* _Problem details_
Search the entries below for "light" and copy each matching line.

Excerpts from a dataset:
※

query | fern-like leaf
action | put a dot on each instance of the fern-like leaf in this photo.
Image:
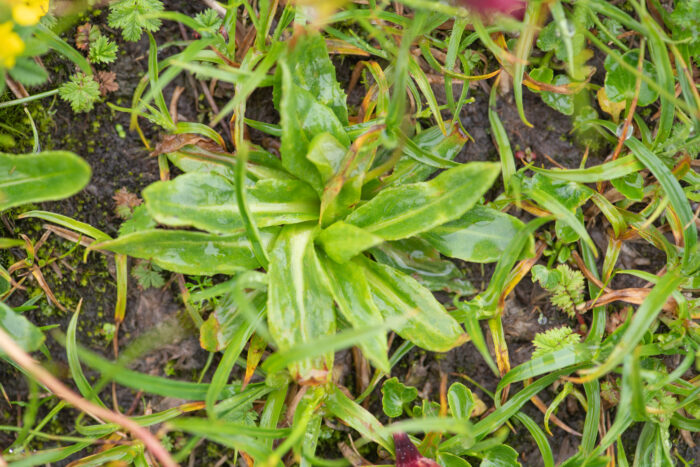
(132, 17)
(554, 339)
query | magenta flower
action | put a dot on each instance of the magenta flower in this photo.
(407, 454)
(514, 8)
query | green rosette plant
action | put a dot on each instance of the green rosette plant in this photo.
(336, 238)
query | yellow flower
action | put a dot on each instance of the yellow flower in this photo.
(11, 45)
(28, 12)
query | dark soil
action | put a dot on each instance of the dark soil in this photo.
(123, 162)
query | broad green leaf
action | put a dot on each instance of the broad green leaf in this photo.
(313, 71)
(299, 306)
(433, 140)
(189, 252)
(33, 178)
(302, 119)
(609, 170)
(327, 154)
(500, 456)
(426, 324)
(68, 223)
(207, 201)
(352, 294)
(24, 333)
(620, 84)
(395, 395)
(420, 260)
(357, 417)
(631, 186)
(481, 235)
(343, 190)
(569, 194)
(343, 241)
(403, 211)
(226, 321)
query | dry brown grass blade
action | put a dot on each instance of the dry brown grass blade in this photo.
(26, 362)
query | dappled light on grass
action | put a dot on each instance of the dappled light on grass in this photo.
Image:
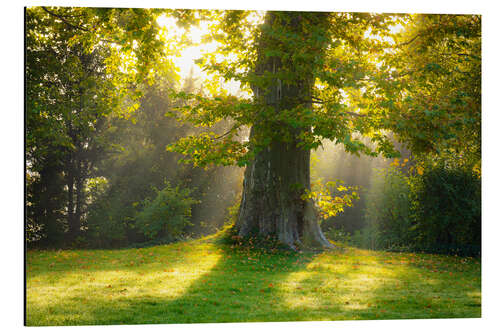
(205, 281)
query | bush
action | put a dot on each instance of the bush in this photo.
(167, 215)
(338, 235)
(446, 206)
(387, 212)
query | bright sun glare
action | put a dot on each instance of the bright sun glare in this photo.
(185, 60)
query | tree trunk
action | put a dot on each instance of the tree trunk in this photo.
(279, 174)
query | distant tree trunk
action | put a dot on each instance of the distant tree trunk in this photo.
(279, 174)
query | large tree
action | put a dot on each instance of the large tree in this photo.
(297, 65)
(315, 76)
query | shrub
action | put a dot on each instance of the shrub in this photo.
(446, 206)
(338, 235)
(167, 215)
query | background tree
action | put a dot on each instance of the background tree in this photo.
(73, 82)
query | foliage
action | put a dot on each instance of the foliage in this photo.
(446, 209)
(431, 97)
(167, 215)
(330, 47)
(328, 199)
(80, 63)
(338, 235)
(204, 281)
(388, 209)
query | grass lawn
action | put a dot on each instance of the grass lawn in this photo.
(206, 281)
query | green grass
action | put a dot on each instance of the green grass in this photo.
(205, 281)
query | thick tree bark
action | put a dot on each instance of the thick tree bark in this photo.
(279, 174)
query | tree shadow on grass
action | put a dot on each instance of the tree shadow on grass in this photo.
(251, 285)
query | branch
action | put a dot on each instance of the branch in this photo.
(78, 27)
(319, 101)
(62, 18)
(408, 42)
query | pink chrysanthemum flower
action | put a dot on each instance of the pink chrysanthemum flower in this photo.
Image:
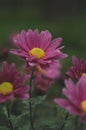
(51, 71)
(12, 83)
(76, 98)
(37, 47)
(78, 69)
(41, 83)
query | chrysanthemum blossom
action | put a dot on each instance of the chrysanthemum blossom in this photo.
(41, 83)
(78, 69)
(75, 101)
(51, 71)
(12, 83)
(37, 47)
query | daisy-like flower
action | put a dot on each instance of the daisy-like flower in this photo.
(37, 48)
(51, 71)
(42, 84)
(78, 69)
(75, 101)
(12, 83)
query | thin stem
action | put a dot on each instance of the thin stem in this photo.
(9, 118)
(30, 105)
(66, 117)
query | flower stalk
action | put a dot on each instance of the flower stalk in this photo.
(9, 118)
(66, 117)
(30, 105)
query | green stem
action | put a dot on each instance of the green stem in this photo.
(30, 105)
(66, 117)
(9, 118)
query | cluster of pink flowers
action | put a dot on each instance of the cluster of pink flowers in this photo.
(75, 101)
(39, 51)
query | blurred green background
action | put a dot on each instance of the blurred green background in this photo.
(63, 18)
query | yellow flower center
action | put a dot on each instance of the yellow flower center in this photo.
(37, 52)
(83, 105)
(83, 74)
(6, 88)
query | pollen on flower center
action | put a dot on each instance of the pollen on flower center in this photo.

※

* _Response area_
query | dappled light on grass
action | put a dot on each instance of the dappled light on grass in this photo.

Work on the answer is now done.